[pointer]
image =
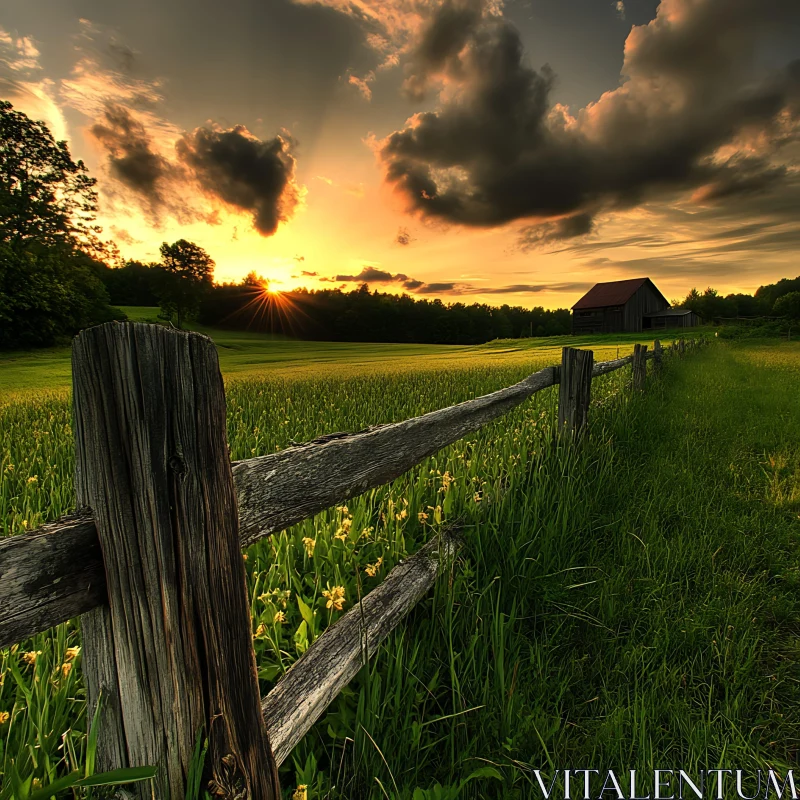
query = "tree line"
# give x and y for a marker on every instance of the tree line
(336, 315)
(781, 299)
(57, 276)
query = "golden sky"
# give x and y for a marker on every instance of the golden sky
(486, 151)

|---|

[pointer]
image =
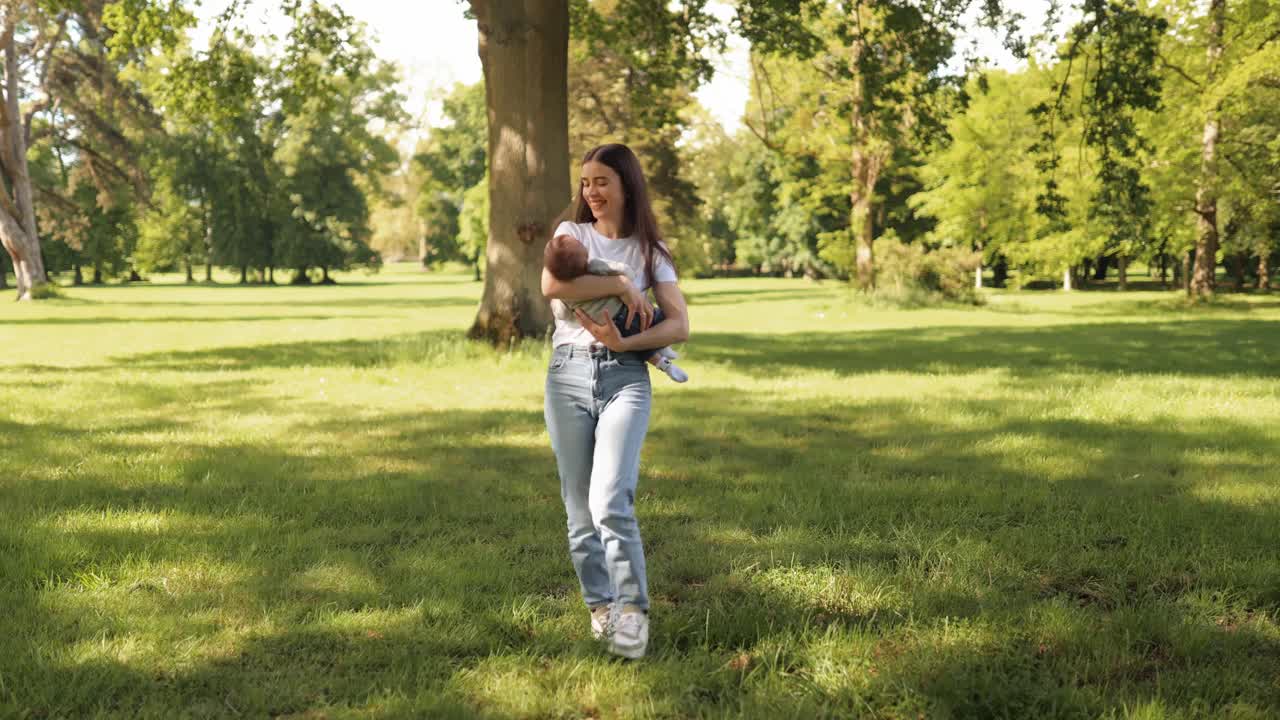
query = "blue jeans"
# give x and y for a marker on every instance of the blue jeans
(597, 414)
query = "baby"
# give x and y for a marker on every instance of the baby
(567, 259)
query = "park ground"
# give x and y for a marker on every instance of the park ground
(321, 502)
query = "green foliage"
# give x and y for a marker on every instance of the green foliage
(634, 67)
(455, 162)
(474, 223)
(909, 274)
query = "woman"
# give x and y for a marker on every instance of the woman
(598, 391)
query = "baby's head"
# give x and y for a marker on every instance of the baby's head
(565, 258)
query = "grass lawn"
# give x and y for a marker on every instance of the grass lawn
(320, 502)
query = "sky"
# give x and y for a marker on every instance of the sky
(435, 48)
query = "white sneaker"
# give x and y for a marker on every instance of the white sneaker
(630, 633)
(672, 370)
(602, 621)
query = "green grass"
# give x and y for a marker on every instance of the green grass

|---|

Written instruction> List each line in the records above that contains the word "blue".

Result of the exercise>
query = "blue jeans"
# give x and y for a marker on every instance of the blue jeans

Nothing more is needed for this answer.